**PROMPT:** Select each line of the data below that contains the string "green", and copy those lines. The match is case-sensitive.
* begin EXTRACTED RECORDS *
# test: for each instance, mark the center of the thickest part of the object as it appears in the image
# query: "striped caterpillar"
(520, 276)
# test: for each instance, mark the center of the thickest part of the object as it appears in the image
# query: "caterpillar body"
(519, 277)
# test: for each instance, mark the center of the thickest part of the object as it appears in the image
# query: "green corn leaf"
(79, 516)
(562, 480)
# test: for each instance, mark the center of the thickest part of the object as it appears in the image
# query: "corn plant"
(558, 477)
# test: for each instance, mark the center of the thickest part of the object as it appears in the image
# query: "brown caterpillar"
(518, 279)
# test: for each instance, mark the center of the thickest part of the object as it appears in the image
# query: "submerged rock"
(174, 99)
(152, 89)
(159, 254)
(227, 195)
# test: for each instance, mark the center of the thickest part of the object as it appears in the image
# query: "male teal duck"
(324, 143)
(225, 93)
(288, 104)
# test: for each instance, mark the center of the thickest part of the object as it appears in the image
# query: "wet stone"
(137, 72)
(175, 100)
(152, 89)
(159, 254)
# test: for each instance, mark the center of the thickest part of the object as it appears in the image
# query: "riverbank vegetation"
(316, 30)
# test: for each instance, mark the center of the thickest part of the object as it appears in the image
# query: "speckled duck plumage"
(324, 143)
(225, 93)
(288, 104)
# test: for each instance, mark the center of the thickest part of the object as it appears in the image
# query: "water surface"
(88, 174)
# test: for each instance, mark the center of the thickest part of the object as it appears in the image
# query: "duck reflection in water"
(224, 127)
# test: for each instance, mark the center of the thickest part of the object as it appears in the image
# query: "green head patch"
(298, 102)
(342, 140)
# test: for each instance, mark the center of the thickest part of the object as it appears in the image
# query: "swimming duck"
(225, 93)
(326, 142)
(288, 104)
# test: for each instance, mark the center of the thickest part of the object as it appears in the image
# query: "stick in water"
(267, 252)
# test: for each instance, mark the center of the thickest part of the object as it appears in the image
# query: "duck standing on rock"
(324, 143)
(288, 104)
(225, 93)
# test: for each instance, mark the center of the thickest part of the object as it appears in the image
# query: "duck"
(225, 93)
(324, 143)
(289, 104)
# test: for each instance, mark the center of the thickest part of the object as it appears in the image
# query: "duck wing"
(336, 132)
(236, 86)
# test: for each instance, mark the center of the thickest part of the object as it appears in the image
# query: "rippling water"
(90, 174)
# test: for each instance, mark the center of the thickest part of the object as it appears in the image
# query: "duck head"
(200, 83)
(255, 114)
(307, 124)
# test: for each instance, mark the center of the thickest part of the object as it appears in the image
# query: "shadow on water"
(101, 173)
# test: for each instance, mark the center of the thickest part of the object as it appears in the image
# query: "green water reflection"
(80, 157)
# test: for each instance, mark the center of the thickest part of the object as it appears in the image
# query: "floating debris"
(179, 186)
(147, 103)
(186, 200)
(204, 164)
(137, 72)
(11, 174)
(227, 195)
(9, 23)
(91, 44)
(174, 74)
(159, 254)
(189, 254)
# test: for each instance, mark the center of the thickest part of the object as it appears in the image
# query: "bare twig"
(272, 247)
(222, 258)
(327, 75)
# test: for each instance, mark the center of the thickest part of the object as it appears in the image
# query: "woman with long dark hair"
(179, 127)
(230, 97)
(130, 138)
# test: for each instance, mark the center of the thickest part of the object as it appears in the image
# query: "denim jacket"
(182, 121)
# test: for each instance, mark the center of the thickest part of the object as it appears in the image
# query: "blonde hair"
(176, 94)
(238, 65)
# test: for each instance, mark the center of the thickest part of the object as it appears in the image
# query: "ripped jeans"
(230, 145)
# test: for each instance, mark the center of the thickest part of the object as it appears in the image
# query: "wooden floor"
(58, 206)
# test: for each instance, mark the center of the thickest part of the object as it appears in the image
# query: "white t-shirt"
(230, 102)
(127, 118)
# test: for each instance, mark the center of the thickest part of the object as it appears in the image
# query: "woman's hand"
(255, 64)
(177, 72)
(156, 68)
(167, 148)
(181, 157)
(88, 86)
* end EXTRACTED RECORDS *
**EXERCISE RESPONSE:**
# query: "green corn leaf"
# query: "green head patch"
# query: "green water reflection"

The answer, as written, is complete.